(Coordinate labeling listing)
>> start

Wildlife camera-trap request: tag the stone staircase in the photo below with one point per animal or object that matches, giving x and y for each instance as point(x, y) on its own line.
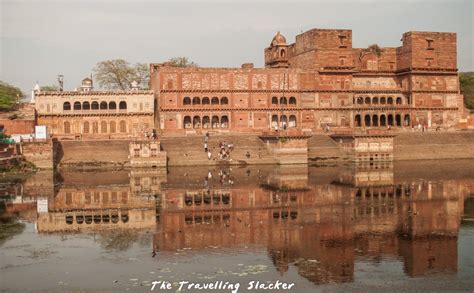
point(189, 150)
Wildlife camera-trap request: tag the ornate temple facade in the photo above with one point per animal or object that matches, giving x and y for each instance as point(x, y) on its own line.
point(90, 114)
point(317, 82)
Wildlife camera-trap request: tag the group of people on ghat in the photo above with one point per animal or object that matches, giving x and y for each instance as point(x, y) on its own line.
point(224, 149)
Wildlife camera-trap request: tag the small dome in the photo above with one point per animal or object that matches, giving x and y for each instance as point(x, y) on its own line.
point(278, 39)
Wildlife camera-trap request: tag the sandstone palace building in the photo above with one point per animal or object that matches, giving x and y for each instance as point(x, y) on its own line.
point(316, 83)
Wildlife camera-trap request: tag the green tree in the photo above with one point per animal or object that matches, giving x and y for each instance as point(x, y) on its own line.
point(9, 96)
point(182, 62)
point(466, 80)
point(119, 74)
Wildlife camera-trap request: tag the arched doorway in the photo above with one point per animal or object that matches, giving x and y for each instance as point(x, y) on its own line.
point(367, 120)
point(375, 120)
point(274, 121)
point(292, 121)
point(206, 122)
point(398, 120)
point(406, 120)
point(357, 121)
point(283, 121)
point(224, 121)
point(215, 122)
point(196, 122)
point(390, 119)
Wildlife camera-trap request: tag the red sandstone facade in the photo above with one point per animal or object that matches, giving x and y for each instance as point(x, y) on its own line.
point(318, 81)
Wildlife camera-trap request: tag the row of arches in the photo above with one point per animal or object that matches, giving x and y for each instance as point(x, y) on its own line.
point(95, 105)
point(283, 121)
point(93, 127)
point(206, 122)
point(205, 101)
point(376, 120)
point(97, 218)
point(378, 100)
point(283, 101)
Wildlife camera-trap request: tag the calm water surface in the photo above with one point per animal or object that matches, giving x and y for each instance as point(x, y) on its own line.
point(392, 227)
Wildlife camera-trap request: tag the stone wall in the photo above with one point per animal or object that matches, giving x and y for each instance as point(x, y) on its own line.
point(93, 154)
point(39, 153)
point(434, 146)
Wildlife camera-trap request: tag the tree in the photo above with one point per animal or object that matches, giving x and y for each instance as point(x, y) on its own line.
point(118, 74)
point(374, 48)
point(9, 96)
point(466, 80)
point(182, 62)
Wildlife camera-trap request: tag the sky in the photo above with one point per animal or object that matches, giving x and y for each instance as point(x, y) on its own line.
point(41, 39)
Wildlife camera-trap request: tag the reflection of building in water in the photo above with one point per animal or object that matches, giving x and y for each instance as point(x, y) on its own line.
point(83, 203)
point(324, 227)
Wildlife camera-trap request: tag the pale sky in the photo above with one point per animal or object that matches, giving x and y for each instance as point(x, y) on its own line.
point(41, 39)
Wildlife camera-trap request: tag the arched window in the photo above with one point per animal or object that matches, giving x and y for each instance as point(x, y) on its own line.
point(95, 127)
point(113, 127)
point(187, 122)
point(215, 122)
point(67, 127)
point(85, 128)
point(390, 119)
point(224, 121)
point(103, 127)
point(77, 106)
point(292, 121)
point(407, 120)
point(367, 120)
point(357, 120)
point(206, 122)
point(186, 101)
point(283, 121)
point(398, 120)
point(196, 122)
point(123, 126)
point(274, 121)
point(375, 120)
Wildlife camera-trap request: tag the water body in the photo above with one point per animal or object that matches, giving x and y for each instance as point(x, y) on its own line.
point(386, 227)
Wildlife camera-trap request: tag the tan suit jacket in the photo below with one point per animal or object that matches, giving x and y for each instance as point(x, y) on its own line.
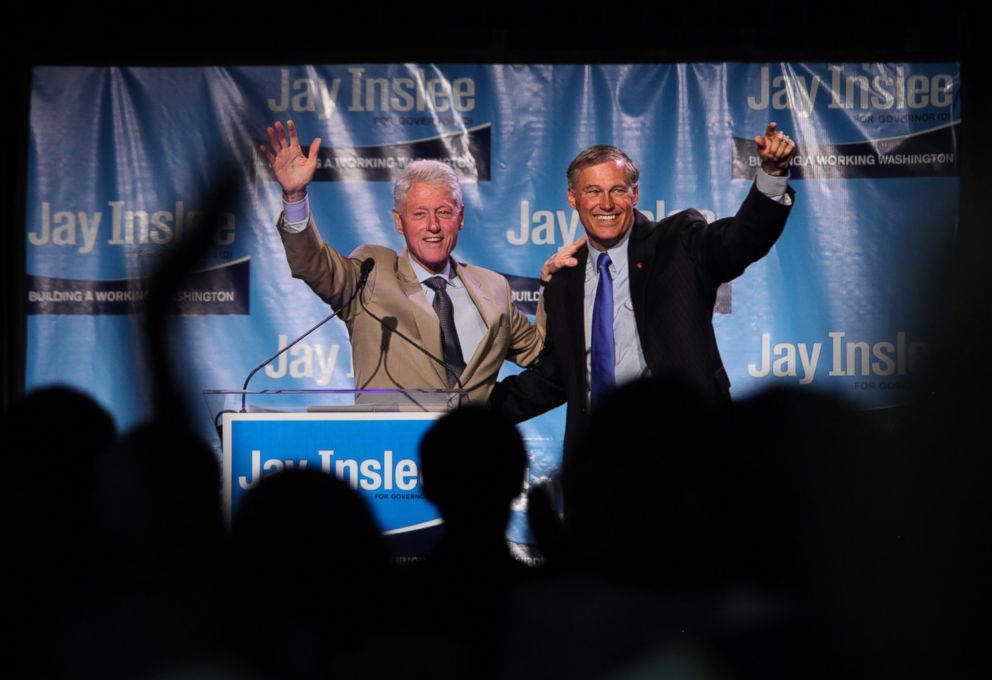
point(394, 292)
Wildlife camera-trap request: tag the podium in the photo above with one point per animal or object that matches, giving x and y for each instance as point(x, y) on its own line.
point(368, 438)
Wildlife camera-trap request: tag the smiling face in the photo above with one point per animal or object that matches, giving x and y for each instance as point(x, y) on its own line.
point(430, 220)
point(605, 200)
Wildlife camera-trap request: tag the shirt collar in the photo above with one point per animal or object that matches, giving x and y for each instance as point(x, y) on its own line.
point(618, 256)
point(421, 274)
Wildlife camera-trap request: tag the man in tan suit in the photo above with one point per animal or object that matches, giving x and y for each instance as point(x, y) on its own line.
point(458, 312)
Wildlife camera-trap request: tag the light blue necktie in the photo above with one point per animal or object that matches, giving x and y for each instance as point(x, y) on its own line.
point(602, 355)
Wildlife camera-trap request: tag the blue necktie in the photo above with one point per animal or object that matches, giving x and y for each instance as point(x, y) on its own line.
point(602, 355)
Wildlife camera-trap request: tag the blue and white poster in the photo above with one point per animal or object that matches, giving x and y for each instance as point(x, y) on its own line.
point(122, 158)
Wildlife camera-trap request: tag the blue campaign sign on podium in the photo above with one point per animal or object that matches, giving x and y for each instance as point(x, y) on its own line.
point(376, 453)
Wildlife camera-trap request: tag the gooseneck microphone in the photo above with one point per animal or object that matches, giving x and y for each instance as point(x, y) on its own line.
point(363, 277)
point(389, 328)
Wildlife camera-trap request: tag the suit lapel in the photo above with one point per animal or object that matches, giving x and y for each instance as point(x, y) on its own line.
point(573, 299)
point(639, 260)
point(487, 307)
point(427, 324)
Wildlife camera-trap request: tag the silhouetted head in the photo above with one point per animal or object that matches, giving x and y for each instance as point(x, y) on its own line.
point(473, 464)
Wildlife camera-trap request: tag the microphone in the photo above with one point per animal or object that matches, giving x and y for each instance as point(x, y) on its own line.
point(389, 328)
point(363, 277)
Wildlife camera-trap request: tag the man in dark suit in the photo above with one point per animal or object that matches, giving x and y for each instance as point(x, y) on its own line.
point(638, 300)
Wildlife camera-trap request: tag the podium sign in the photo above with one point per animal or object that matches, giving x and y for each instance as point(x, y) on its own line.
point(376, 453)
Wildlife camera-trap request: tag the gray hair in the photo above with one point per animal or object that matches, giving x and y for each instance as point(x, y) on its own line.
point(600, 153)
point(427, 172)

>> end

Reproduce the listing verbatim from its first line through the line containing "point(189, 150)", with both of those lines included. Leave the pictures out of your copy.

Wildlife camera-trap request: tag the stone staircase in the photo below with one point per animal or object that matches, giving x and y for each instance as point(x, y) on its own line.
point(189, 150)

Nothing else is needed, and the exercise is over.